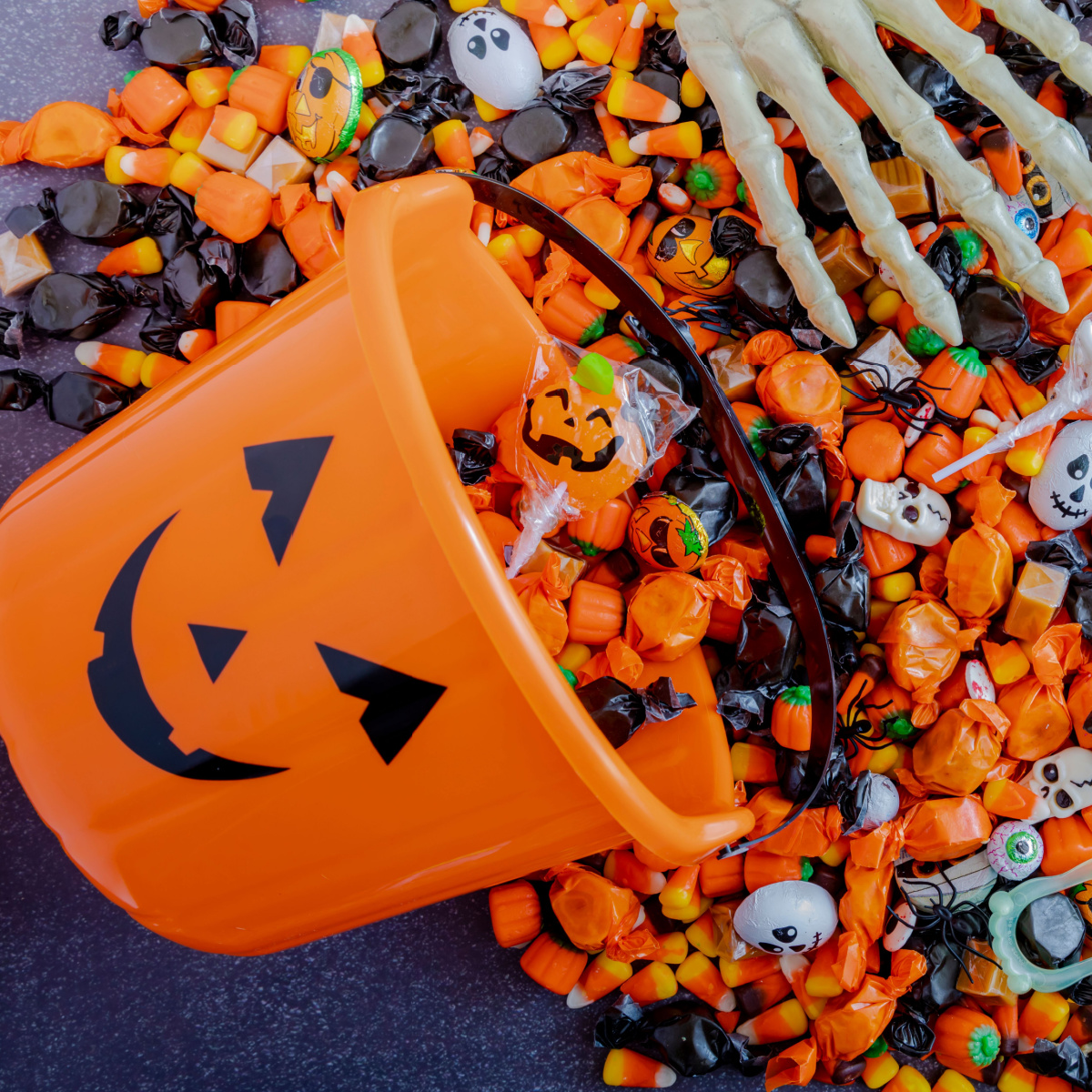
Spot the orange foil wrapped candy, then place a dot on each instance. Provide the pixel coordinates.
(945, 829)
(961, 748)
(851, 1024)
(60, 135)
(591, 910)
(922, 645)
(541, 595)
(803, 388)
(1036, 703)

┄┄┄┄┄┄

AIM => Lay out the records above as a two-column CSV with the headers request and points, one row per request, putting its text in one quoted field and its answer in the other, with line breaks changed to spaces. Omit the pictures from the answer.

ANSWER FOR THIS EXERCISE =>
request,points
"Spot the orange foil wrapped candy, then place a dot on each instance. Provide the pixel coordinates.","(945, 829) (961, 748) (851, 1024) (60, 135) (591, 910) (922, 645) (541, 595) (803, 388) (1036, 703)"